== Text provided ==

The Porter Duff Compositing Operators
The landmark paper by Thomas Porter and Tom Duff, who worked for Lucasfilm, defined the algebra of compositing and developed the twelve "Porter Duff" operators. These operators control the results of mixing the four sub-pixel regions formed by the overlapping of graphical objects that have an alpha or pixel coverage channel/value. The operators use all practical combinations of the four regions. There are 12 basic Porter Duff operators, satisfying all possible combinations of source and destination. From the geometric representation of each operator, the contribution of each shape can be seen to be expressed as a fraction of the total coverage of the output. For example, in source over, the possible contribution of source is full (1) and the possible contribution of destination is whatever is remaining (1 – αs). This is modified by the coverage of source and destination to give the equation for the final coverage of the pixel:
αo = αs x 1 + αb x (1 – αs)
The fractional terms Fa (1 in this example) and Fb (1 – αs in this example) are defined for each operator and specify the fraction of the shapes that may contribute to the final pixel value.
The general form of the equation for coverage is:
αs x Fa + αb x Fb
and incorporating color gives the general Porter Duff equation
co = αs x Fa x Cs + αb x Fb x Cb
Where:
- co is the output color pre-multiplied with the output alpha [0 <= co <= 1]
- αs is the coverage of the source Fa is defined by the operator and controls inclusion of the source Cs is the color of the source (not multiplied by alpha)
- αb is the coverage of the destination Fb is defined by the operator and controls inclusion of the destination Cb is the color of the destination (not multiplied by alpha)
Clear
With the clear compositing operator, no regions are enabled.
Fa = 0; Fb = 0
co = 0
αo = 0
Copy
With the copy compositing operator, only the source will be present.
Fa = 1; Fb = 0
co = αs x Cs
αo = αs
Destination
With the destination compositing operator, only the destination will be present.
Fa = 0; Fb = 1
co = αb x Cb
αo = αb
Source Over
With the source-over compositing operator, the source is placed over the destination.

===
== Available records ==

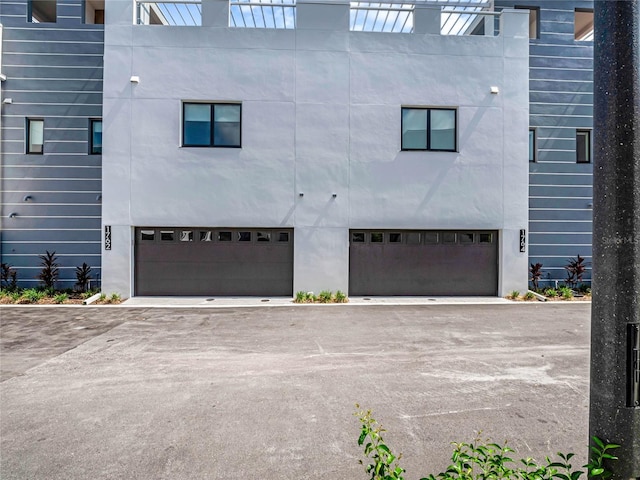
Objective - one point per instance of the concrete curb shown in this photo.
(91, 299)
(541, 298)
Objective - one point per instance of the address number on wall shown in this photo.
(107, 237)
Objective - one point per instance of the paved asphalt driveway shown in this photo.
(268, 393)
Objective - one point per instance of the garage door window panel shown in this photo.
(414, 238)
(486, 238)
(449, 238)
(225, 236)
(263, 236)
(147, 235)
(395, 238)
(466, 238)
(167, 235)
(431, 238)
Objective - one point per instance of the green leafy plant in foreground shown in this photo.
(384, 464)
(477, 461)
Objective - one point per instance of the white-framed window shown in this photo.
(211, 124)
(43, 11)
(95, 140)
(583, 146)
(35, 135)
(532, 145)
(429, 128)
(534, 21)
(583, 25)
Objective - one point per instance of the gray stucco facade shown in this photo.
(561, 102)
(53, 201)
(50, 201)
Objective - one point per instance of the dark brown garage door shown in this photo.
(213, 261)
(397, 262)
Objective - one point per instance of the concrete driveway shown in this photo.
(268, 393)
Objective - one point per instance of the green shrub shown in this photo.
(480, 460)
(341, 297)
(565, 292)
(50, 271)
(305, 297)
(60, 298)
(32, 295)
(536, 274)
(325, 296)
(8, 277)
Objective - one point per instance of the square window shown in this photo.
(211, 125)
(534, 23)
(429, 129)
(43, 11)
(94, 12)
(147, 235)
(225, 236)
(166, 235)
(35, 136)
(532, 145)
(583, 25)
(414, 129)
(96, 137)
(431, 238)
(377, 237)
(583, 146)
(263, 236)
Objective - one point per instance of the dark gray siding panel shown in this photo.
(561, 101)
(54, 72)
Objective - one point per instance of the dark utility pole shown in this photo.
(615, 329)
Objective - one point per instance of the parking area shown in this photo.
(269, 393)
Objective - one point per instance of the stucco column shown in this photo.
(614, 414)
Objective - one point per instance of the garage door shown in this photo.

===

> **Task 1**
According to the compositing text, why does the destination term in the source-over coverage equation use the factor 1 – αs?
> **Task 2**
Multiply every point coordinate in the entries by 1.2, rounding to whole numbers with halves rounded up. Rewrite the entries, objectives included, starting at the line containing "Objective - one point per instance of the square" and ending at the last line of the entries.
These entries are unrelated to the compositing text.

> **Right answer 1**
In source over, the source can contribute fully (1), and the destination can contribute only whatever coverage remains, which is 1 – αs. Scaling those fractions by the source and destination coverage gives αo = αs x 1 + αb x (1 – αs).

> **Right answer 2**
Objective - one point per instance of the square window shown in this photo.
(253, 150)
(641, 28)
(515, 155)
(52, 13)
(113, 14)
(176, 282)
(270, 283)
(199, 282)
(42, 163)
(638, 174)
(700, 30)
(497, 155)
(115, 164)
(517, 286)
(452, 284)
(700, 175)
(316, 283)
Objective - one point per instance of the dark gray siding panel shown in this photo.
(673, 121)
(65, 86)
Objective - one point per instance of the dark utility pole shown in this photo.
(738, 395)
Objective - one point per instance of the parking area shown in this photo.
(323, 472)
Objective - one point per instance of the stucco column shown in this photo.
(737, 497)
Objective - one point per instance of the garage door shown in this photo.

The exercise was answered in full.